Exercise aim — Count the lines of the entries below that contain the word "parts". Reply with the number only.

Exercise data —
▼
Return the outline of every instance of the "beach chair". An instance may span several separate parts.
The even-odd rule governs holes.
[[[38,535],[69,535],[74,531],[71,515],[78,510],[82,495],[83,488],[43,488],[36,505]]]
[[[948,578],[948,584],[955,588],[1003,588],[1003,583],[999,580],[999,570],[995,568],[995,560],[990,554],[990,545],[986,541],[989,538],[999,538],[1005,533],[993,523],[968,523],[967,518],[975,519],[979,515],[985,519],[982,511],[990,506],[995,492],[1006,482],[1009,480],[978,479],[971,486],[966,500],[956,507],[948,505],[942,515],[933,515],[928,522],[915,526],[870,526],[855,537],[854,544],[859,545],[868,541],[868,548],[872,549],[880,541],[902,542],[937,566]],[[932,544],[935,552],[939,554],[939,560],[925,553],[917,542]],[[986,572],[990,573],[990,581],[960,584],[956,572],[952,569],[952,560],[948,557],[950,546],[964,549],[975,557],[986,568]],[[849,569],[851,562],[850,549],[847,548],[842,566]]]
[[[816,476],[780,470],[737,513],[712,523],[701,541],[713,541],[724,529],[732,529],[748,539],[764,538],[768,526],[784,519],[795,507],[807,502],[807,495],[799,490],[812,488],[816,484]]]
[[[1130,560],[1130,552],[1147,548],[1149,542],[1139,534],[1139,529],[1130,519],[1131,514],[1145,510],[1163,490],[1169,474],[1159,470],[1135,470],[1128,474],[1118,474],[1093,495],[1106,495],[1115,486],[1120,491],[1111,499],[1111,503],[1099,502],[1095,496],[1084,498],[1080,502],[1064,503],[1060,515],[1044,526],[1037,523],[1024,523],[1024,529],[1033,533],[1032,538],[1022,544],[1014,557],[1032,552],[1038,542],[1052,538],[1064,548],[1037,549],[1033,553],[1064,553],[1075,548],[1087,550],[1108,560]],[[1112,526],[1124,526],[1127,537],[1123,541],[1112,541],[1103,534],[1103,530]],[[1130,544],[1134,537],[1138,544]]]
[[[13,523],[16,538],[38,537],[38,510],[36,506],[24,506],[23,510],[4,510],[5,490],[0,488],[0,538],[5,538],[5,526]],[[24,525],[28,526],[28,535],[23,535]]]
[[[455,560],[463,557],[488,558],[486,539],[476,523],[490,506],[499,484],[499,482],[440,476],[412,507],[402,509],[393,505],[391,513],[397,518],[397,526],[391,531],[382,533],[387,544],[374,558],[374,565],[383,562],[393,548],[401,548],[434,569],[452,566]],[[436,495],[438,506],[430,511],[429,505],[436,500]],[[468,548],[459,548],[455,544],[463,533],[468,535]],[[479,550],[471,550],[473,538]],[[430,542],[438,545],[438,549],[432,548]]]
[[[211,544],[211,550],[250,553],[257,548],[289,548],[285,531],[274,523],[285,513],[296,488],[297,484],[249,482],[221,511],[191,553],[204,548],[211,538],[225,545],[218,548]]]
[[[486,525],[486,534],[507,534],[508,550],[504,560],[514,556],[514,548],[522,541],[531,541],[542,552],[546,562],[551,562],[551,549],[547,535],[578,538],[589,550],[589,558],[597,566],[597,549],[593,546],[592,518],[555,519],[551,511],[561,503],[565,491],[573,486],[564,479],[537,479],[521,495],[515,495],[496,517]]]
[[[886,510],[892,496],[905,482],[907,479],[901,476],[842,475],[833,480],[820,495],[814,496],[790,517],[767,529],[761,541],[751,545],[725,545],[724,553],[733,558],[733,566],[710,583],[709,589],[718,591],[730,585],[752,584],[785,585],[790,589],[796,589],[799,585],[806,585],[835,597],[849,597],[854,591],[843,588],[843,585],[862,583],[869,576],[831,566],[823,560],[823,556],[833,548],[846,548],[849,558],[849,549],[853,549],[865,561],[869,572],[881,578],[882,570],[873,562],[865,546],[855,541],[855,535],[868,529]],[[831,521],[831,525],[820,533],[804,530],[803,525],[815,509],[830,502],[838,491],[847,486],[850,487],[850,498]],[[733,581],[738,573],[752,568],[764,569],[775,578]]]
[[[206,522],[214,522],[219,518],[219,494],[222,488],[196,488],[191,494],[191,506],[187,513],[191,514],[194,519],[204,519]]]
▲
Full output — 1